** Opening Dataset entries block **

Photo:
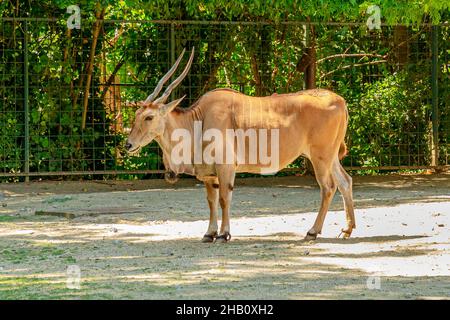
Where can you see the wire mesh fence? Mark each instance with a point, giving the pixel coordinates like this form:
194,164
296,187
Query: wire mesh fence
66,95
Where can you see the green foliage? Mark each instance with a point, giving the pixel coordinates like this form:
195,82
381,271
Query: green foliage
385,102
390,112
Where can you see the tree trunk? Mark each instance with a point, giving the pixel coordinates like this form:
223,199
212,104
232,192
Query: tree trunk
90,67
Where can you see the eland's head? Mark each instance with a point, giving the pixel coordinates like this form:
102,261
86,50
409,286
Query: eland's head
149,121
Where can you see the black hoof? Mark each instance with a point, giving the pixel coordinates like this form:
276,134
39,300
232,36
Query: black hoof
223,238
310,236
208,238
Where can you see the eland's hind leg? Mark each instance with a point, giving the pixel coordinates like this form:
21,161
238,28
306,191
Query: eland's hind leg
226,175
212,195
344,184
327,186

** Closing Dataset entries block **

The listing is to be repeated exactly, with its pictures removed.

§ Output below:
Photo:
Where can you see the wire mesh fence? Mark each instance with a point, giving the pixel coordinates like this form:
194,164
296,187
Query: wire mesh fence
66,95
Where can you see the green foliage? Mark each instance with a point, giving the pixel coordinates like this form:
195,82
381,271
Query: green foliage
385,102
390,112
Where can you see the tree trunk? Mark each instance with a point, giving the pixel coordinates like this form:
223,199
212,104
232,192
Query: tree trunk
90,67
Where can you see the eland's head? Mark each instance with a point, giving the pixel coordinates like this form:
102,261
86,50
409,286
Query: eland's head
149,121
Where can you see the black hoof? Mark each instance with a point, giving the pixel coordinates like this form:
276,134
39,300
232,36
Query: black hoof
223,238
310,236
208,238
Where can you see the eland's hind leg? Mark each instance with a point, giving the pixel coordinates like this form:
21,161
238,28
306,191
Query: eland's hind leg
226,175
212,195
344,184
327,186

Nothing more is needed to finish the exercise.